Given task A: What three things was Brigham Young University's annual Indian week set apart for, according to the abstract on the Miss Indian BYU pageant?
Given task B: Reproduce, word for word, the lines of the listing from the line with "find the silver" up to and including the line with "[[67, 119, 722, 529]]".

Brigham Young University, Miss Indian BYU, Lamanite identities

Abstract

The theme of Brigham Young University's 1972 Indian week, an annual event set apart for Native guest speakers, Lamanite Generation performances, and the Miss Indian BYU pageant, was "New IndianNew Commitments." This might have well been the theme of Mormonism's oft-ambivalent relationship with Native Americans. The "new Indian" that the Mormon leadership celebrated was "modernized," "civilized," and, of course, Mormonized. The Miss Indian BYU pageant provides a compelling site in which to investigate the tension between new and old, the contemporary and the traditional. Although Miss Indian BYU existed within an oppressive neocolonial framework, it is reductive to see the women involved as merely passively inscribed upon by these power structures. Rather, Miss Indian BYU functioned as an ambivalent cultural script that allowed participants to exist safely within a dominant cultural framework (i.e. Mormonism), while at the same time celebrating their specific cultural heritages and processing their history of colonization. Through their self-presentation, the talents they performed, and the ways in which the winners represented both their religion and their indigenous communities, Miss Indian BYU contestants reworked the concept of "Lamanite identity" to negotiate the wider cultural issue of what it meant to be an indigenous American in the twentieth century.

Records to use:
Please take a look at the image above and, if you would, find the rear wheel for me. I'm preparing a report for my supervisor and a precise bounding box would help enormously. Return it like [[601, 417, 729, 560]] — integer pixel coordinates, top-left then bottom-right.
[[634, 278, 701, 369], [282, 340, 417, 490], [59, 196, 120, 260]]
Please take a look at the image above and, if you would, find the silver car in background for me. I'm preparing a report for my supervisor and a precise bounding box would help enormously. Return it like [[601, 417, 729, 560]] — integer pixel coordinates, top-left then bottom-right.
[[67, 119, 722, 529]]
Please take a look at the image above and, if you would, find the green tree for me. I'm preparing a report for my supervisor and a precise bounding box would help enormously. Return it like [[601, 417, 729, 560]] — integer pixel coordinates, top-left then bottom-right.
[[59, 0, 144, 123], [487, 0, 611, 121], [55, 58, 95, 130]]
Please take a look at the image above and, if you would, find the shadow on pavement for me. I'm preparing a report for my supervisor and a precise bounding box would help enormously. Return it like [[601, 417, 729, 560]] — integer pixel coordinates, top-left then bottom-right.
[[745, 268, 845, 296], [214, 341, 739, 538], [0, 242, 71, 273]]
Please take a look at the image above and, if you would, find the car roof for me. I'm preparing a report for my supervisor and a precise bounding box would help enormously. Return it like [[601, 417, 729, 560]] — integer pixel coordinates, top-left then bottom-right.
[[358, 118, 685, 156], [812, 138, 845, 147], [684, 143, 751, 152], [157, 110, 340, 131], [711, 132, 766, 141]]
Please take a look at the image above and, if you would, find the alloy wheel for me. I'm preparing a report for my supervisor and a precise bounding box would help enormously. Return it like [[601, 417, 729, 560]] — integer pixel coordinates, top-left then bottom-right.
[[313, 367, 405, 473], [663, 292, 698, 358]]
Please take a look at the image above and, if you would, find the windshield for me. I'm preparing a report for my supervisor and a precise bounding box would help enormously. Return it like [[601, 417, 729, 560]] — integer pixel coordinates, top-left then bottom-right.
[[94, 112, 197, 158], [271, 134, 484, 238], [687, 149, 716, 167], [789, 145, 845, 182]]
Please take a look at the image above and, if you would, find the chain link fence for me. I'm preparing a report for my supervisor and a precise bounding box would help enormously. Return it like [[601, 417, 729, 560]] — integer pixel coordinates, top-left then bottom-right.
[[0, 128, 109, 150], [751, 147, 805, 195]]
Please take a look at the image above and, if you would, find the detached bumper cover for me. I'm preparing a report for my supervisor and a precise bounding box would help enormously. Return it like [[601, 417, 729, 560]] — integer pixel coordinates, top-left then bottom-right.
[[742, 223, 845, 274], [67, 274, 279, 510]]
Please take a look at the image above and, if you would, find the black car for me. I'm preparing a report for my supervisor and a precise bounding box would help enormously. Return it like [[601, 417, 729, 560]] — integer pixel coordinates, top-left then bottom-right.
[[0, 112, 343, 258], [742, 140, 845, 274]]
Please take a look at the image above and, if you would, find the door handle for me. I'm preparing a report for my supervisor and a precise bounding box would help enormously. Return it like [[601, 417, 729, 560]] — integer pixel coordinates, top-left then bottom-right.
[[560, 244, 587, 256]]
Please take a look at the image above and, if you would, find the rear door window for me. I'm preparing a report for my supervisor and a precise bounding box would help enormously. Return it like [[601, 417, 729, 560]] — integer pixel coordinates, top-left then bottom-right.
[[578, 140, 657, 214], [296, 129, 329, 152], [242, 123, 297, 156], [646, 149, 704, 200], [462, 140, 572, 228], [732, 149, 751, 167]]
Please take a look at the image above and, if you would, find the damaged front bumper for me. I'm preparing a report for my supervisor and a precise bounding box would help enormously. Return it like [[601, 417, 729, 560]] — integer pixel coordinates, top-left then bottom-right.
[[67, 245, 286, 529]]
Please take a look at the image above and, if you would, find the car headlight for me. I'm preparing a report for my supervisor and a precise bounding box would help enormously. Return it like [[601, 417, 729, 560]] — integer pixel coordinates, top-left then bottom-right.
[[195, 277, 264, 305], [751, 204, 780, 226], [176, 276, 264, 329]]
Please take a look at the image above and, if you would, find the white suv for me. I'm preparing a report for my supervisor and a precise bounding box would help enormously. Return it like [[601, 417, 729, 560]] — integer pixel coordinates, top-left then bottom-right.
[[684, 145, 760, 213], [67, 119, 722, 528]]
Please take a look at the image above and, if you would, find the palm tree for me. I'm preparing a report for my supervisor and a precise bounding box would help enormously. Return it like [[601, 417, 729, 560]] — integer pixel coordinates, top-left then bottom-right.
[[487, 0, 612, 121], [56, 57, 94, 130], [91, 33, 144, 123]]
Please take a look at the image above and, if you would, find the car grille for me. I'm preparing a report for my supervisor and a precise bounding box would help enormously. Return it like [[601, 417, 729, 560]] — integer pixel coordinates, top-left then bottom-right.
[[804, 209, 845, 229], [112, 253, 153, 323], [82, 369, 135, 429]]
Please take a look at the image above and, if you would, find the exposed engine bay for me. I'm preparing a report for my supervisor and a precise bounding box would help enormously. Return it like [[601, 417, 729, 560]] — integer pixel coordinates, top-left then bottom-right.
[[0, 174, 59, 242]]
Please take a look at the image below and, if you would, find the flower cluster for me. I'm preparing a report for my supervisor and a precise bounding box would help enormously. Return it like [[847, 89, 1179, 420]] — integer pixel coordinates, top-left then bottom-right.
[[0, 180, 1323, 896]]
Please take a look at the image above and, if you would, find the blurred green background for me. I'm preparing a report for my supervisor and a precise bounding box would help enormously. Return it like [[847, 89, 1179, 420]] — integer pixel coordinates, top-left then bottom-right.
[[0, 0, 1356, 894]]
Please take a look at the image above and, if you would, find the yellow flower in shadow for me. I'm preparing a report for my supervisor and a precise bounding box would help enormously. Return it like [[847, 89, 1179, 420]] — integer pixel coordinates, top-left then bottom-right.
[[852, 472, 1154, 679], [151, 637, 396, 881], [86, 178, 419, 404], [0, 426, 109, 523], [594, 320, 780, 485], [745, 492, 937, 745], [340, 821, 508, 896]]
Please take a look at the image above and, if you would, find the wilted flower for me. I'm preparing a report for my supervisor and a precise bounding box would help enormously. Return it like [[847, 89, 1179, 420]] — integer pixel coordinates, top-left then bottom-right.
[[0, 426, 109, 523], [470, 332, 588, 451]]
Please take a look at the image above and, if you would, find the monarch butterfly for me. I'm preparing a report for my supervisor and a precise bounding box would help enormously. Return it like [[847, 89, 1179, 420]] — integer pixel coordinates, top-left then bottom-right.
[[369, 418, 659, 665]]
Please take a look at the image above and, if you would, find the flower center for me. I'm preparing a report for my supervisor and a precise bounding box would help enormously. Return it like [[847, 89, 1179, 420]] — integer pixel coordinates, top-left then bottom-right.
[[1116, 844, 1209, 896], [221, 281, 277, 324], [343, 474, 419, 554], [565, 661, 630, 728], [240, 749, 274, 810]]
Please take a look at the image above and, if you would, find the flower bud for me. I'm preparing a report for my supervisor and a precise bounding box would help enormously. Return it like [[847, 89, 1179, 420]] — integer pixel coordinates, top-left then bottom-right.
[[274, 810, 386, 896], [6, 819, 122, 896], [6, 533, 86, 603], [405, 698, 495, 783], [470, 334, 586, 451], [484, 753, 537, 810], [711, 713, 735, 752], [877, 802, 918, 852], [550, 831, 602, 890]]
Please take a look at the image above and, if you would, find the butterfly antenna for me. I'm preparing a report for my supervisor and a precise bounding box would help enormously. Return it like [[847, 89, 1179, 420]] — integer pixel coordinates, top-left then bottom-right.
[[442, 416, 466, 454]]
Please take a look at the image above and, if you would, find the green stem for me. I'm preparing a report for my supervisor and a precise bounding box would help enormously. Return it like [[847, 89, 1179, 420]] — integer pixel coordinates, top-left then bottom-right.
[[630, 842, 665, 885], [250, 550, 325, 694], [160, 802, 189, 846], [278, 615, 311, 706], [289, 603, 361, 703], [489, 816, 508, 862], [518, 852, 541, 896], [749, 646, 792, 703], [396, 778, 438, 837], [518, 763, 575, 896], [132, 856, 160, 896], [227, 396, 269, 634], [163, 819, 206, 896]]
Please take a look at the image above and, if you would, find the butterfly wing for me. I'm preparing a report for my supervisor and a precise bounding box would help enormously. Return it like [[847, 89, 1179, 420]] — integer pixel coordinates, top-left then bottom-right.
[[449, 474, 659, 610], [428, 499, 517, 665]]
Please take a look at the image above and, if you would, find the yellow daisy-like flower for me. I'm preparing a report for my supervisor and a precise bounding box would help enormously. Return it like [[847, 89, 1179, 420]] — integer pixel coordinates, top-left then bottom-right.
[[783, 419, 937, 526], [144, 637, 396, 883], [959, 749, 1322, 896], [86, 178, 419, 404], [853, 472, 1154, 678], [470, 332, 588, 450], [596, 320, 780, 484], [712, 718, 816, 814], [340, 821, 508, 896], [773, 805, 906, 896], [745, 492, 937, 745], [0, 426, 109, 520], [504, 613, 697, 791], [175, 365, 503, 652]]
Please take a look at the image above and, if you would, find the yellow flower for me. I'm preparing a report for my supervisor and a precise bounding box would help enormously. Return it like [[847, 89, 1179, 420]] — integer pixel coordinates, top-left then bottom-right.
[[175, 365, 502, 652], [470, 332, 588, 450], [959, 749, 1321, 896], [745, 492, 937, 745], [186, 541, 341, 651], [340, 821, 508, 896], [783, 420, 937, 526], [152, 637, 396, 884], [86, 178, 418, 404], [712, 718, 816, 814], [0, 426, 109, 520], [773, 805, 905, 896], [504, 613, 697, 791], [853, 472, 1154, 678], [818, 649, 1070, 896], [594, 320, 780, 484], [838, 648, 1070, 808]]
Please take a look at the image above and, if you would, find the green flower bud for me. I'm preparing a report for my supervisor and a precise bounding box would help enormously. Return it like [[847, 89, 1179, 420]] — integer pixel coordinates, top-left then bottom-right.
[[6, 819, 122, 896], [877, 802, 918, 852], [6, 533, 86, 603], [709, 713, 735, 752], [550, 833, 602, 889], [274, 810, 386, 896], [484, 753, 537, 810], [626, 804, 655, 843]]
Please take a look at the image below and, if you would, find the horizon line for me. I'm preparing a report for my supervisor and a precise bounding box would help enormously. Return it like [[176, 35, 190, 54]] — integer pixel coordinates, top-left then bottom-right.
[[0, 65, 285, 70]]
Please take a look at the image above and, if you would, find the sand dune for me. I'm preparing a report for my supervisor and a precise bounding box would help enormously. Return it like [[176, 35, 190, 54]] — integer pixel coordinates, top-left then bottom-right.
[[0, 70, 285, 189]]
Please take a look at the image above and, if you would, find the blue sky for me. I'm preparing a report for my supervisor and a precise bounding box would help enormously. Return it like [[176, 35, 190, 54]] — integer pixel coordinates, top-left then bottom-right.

Correct output A: Native guest speakers, Lamanite Generation performances, and the Miss Indian BYU pageant.

Correct output B:
Please take a look at the image above and, if you would, find the silver car in background for me. I'm preparing a report for my supervisor and a precise bounding box would help enormously. Return it like [[601, 417, 729, 560]] — integer pixel coordinates, top-left then bottom-right.
[[67, 119, 722, 529]]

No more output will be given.